Detection annotation records
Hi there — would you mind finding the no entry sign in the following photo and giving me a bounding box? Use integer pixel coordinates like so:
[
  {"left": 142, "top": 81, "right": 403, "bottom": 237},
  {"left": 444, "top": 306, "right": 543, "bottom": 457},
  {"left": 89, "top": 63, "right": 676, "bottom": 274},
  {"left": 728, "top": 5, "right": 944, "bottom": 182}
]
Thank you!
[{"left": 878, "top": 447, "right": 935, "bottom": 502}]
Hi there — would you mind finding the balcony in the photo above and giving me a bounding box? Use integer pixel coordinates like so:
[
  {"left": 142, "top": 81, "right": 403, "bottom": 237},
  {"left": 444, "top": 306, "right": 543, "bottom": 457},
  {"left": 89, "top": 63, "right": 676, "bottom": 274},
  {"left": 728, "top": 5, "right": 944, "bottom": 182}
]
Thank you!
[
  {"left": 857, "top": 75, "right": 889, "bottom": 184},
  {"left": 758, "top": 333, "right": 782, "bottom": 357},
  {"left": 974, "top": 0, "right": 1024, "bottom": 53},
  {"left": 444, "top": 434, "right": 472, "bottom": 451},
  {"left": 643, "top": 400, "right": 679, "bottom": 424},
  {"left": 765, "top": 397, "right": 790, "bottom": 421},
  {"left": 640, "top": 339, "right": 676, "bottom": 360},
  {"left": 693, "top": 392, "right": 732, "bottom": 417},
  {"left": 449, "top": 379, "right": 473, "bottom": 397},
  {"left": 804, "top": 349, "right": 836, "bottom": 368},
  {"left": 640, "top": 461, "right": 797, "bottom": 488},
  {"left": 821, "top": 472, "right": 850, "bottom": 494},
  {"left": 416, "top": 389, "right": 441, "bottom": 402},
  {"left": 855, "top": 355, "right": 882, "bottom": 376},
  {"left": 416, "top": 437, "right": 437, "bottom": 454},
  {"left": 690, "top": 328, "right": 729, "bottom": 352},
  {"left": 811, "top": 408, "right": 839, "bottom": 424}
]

• Task description
Extract every line of the records above and reproduce each one without any change.

• Finished task
Hi there — would you mind finding the no entry sign in the following photo and giving me a bounding box? Use integer pixel coordinates like so:
[
  {"left": 142, "top": 81, "right": 403, "bottom": 237},
  {"left": 444, "top": 306, "right": 543, "bottom": 457},
  {"left": 89, "top": 63, "right": 676, "bottom": 274},
  {"left": 728, "top": 5, "right": 944, "bottom": 182}
]
Thank you!
[{"left": 878, "top": 447, "right": 935, "bottom": 502}]
Hi there — would you mind finding the balcony in the photo above and giving me a bounding box? Use integer pixel coordinates like so:
[
  {"left": 142, "top": 81, "right": 403, "bottom": 237},
  {"left": 444, "top": 306, "right": 543, "bottom": 457},
  {"left": 89, "top": 63, "right": 676, "bottom": 274},
  {"left": 728, "top": 5, "right": 944, "bottom": 182}
]
Thank you!
[
  {"left": 857, "top": 75, "right": 889, "bottom": 184},
  {"left": 758, "top": 333, "right": 782, "bottom": 357},
  {"left": 974, "top": 0, "right": 1024, "bottom": 53},
  {"left": 444, "top": 434, "right": 472, "bottom": 451},
  {"left": 643, "top": 400, "right": 679, "bottom": 424},
  {"left": 765, "top": 397, "right": 790, "bottom": 421},
  {"left": 640, "top": 339, "right": 676, "bottom": 360},
  {"left": 693, "top": 392, "right": 732, "bottom": 417},
  {"left": 449, "top": 379, "right": 473, "bottom": 397},
  {"left": 804, "top": 349, "right": 836, "bottom": 368},
  {"left": 640, "top": 461, "right": 797, "bottom": 488},
  {"left": 821, "top": 472, "right": 850, "bottom": 494},
  {"left": 416, "top": 389, "right": 441, "bottom": 402},
  {"left": 855, "top": 355, "right": 882, "bottom": 376},
  {"left": 416, "top": 437, "right": 437, "bottom": 454},
  {"left": 690, "top": 328, "right": 729, "bottom": 352},
  {"left": 811, "top": 408, "right": 839, "bottom": 424}
]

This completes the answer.